▸ **Short task**
The records below must be transcribed exactly. Do not include the pictures.

— start of Supplied data —

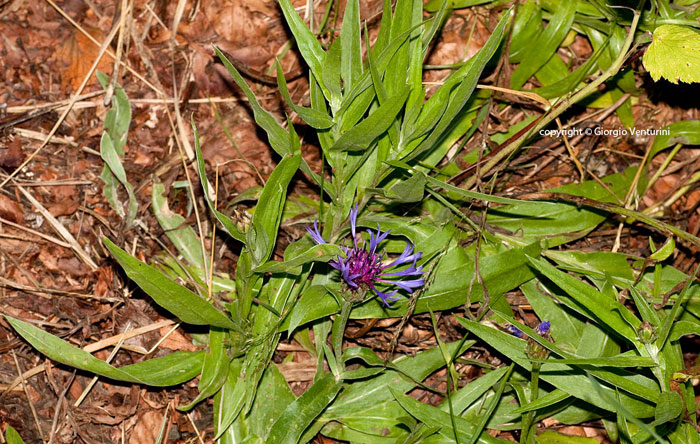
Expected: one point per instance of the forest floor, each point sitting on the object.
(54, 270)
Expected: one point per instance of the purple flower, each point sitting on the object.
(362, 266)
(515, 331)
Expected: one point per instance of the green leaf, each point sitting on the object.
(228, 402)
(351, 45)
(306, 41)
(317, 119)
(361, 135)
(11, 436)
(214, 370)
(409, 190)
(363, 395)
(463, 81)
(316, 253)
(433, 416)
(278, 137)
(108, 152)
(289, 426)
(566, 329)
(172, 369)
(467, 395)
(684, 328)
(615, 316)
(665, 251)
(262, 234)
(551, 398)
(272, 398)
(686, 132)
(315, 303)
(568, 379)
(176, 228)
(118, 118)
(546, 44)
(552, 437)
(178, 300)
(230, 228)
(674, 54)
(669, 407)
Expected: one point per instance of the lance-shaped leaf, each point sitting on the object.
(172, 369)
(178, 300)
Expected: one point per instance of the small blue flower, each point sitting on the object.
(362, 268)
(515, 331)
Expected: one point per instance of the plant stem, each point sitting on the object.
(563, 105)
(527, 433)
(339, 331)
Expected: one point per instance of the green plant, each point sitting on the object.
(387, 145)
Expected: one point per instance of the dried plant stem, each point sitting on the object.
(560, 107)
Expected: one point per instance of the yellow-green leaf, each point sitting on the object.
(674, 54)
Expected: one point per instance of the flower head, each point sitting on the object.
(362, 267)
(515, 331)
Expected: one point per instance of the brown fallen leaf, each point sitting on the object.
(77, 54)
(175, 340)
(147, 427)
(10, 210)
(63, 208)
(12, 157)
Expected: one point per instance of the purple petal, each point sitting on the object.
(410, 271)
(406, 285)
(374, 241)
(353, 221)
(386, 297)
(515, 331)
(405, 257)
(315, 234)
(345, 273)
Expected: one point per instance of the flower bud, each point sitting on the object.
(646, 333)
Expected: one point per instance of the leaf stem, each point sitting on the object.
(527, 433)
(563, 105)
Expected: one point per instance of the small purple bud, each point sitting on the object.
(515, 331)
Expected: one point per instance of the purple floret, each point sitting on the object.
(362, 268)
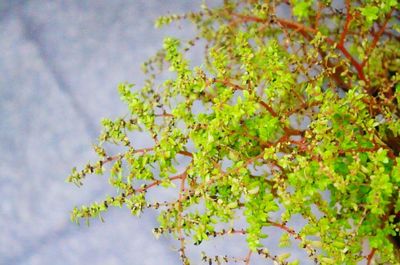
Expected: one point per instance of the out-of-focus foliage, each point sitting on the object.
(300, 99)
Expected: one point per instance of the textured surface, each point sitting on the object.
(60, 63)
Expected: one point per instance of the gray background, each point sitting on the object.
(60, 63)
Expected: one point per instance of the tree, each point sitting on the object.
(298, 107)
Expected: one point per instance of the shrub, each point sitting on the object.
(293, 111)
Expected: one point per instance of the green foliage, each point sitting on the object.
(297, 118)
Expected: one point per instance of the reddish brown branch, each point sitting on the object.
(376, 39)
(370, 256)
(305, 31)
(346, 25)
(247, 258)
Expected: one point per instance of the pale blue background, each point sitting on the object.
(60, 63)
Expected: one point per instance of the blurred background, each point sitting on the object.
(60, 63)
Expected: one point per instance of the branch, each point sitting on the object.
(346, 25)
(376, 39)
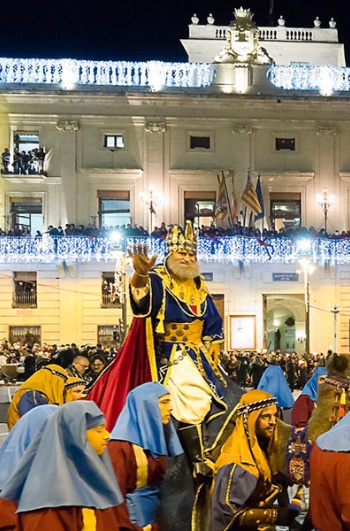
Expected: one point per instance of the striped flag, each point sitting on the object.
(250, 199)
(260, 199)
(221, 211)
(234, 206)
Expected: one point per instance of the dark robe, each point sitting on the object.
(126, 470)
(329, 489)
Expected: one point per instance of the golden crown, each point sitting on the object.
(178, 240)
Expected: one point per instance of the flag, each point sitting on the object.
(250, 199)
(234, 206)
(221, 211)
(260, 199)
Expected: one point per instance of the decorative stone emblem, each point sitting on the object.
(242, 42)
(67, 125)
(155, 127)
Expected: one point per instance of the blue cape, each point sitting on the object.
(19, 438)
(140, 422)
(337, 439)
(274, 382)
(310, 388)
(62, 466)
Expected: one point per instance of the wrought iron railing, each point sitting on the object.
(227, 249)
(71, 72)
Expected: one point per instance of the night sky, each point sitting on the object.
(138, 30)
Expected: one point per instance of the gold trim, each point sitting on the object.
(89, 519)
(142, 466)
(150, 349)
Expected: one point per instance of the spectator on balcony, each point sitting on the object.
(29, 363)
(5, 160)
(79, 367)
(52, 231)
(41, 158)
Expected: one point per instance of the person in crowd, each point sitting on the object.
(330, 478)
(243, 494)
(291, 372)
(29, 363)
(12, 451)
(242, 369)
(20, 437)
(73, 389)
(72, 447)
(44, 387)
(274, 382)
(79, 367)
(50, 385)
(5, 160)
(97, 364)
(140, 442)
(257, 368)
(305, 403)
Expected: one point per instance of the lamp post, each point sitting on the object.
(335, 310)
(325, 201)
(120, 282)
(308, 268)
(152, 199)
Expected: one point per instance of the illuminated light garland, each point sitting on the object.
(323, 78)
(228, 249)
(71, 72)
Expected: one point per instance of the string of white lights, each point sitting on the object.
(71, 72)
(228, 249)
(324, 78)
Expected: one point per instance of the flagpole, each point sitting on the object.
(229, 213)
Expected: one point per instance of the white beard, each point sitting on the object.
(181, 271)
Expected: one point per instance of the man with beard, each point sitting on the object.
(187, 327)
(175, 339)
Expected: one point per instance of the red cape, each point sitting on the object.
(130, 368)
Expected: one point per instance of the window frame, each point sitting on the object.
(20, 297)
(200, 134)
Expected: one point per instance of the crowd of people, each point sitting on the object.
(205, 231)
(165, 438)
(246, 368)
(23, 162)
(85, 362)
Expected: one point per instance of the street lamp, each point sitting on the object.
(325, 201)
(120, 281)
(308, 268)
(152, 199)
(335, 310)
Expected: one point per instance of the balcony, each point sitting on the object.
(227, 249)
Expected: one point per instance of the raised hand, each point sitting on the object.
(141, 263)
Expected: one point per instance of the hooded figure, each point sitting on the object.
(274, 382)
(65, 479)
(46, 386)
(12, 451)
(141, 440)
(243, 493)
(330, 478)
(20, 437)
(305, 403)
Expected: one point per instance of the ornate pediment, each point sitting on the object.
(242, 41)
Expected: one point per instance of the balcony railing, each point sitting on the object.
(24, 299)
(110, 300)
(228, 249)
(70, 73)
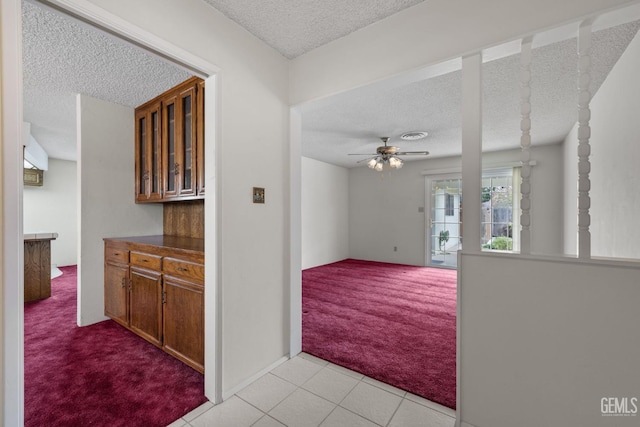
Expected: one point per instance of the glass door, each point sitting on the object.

— end of Supplied data —

▸ **Output of the exercise**
Expected: one point per instance of the forest floor, each point sitting on the object.
(54, 270)
Expected: one point per instance of the purple flower, each point sitting on the object.
(362, 266)
(515, 331)
Expected: one point per instance of the green leaf, each point sitting on the object.
(228, 402)
(351, 45)
(306, 41)
(317, 119)
(361, 135)
(11, 436)
(214, 370)
(409, 190)
(363, 395)
(463, 81)
(316, 253)
(433, 416)
(278, 137)
(108, 152)
(289, 426)
(566, 329)
(172, 369)
(467, 395)
(684, 328)
(615, 316)
(665, 251)
(262, 234)
(551, 398)
(272, 398)
(686, 132)
(315, 303)
(568, 379)
(176, 228)
(118, 118)
(546, 44)
(552, 437)
(178, 300)
(230, 228)
(674, 54)
(669, 407)
Expected: one point per instance of the lance-shaped leaf, each point sitting on the object.
(172, 369)
(178, 300)
Expected: one point per instance of the small blue flower, each point sitting on the object.
(362, 268)
(515, 331)
Expected: one point per instance of the plant stem, each point sitting on the object.
(563, 105)
(527, 433)
(339, 331)
Expected: one point per instance of the green plant, each point sitting on the object.
(387, 145)
Expected: one point per instance of the dried plant stem, each point sitting on the object.
(560, 107)
Expected: one point per instance of the yellow-green leaf, each point sitting on the object.
(674, 54)
Expected: one point per instance of the flower head, each point sitting on the object.
(362, 267)
(515, 331)
Expected: one point per instance of the brown fallen leaf, each point sitting on the object.
(77, 54)
(175, 340)
(147, 427)
(10, 210)
(63, 208)
(12, 157)
Expected: one point per instance of the purple petal, each point sitting on the object.
(410, 271)
(406, 285)
(374, 241)
(353, 221)
(386, 297)
(515, 331)
(405, 257)
(315, 234)
(345, 273)
Expected: one point per instance of the flower bud, each point sitting on the object.
(646, 333)
Expected: one point per instance of the leaf stem, each point sitting on the object.
(527, 433)
(563, 105)
Expected: one point per instance of the small purple bud, each point sitting on the object.
(515, 331)
Expected: one point per instance of the purple floret, each point sitting on the object.
(362, 268)
Expected: one point per instance of the out-of-focus foliage, each point sitting on the object.
(300, 99)
Expected: one point per instance of the textured surface, each point sitting on the object.
(60, 63)
Expected: one point per instance of the gray background, each point sitting on the object.
(60, 63)
Expected: one point per instance of the tree, each point sitting on the object.
(298, 107)
Expected: one point per instance of the shrub, each point sitting on the object.
(293, 111)
Expected: one point per instance of the green foliage, each point sitting on the object.
(297, 118)
Expected: one point per instance of the reddish brown branch, each point sitting on the object.
(376, 39)
(370, 256)
(305, 31)
(346, 25)
(247, 258)
Expected: one point per instance of the pale blue background, each point sitting on the object.
(60, 63)
Expected: one point per instance of the blurred background, each point sitting on the object.
(60, 63)
Expected: one point per instance of the branch, each point sitting on the object.
(346, 25)
(376, 39)
Expected: one point per instance of the striped flag, each point sitting on the object.
(250, 199)
(260, 199)
(221, 211)
(234, 206)
Expected: one point per instance of the dark robe, each point sitting on the object.
(126, 470)
(329, 489)
Expected: one point per instance of the golden crown, each point sitting on the object.
(178, 240)
Expected: one point per instance of the flag, each point sitting on the object.
(250, 199)
(234, 206)
(221, 211)
(260, 199)
Expected: one point per instance of the decorative stone emblem, each point sitting on the object.
(242, 42)
(67, 125)
(155, 127)
Expected: one point per instance of the blue cape, each point sitting on the object.
(19, 438)
(140, 422)
(337, 439)
(274, 382)
(310, 388)
(62, 466)
Expected: one point per instance of the wrought iron railing, each point sitting on the object.
(227, 249)
(71, 72)
Expected: one point per instance of the night sky, each point sitting on the object.
(138, 30)
Expected: one point per instance of the gold trim, each point sitting on the object.
(89, 519)
(142, 466)
(150, 349)
Expected: one point per instance of the spectator on balcony, each point sitting on the object.
(29, 363)
(5, 160)
(79, 367)
(52, 231)
(41, 158)
Expected: one point per instance of the person in crowd, each point sitting on the object.
(330, 478)
(243, 494)
(291, 372)
(29, 363)
(12, 451)
(242, 369)
(20, 437)
(73, 389)
(72, 447)
(44, 387)
(274, 382)
(79, 367)
(50, 385)
(5, 160)
(97, 364)
(140, 442)
(257, 368)
(305, 403)
Expected: one point per instance of the lamp post, each point sitting on the object.
(335, 310)
(325, 201)
(120, 282)
(308, 268)
(152, 199)
Expected: one point per instance of the illuminated light garland, each point sitting on the object.
(323, 78)
(228, 249)
(71, 72)
Expected: one point per instance of the string of white lights, each point sitting on the object.
(71, 72)
(228, 249)
(324, 78)
Expected: one point per instance of the flagpole, each point sitting on the object.
(229, 213)
Expected: one point per instance of the white beard, each point sitting on the object.
(181, 271)
Expected: one point per instance of the man with beard, each point sitting on the object.
(187, 327)
(175, 339)
Expected: one point per instance of the red cape, each point sitting on the object.
(130, 368)
Expected: one point per instance of the window frame, each point sitting on the object.
(20, 297)
(200, 134)
Expected: one point per instance of the crowd of people, each point sitting on the object.
(205, 231)
(165, 438)
(246, 368)
(23, 162)
(85, 362)
Expected: one point per instance of the street lamp, each point sitting on the object.
(325, 201)
(120, 281)
(308, 268)
(152, 199)
(335, 310)
Expected: one point per instance of the balcony, each point sitting on the object.
(227, 249)
Expected: one point per instance of the raised hand, each point sitting on the object.
(141, 263)
Expected: one point per instance of the hooded figure, each point sitting on the object.
(274, 382)
(65, 479)
(46, 386)
(12, 451)
(141, 440)
(243, 493)
(330, 478)
(20, 437)
(305, 403)
Expected: one point per instance of the ornate pediment, each point sitting on the object.
(242, 41)
Expected: one point per instance of the balcony railing, each point sitting on the object.
(24, 299)
(110, 300)
(228, 249)
(70, 73)
Expected: one point per instance of the glass door, each point sitting on the object.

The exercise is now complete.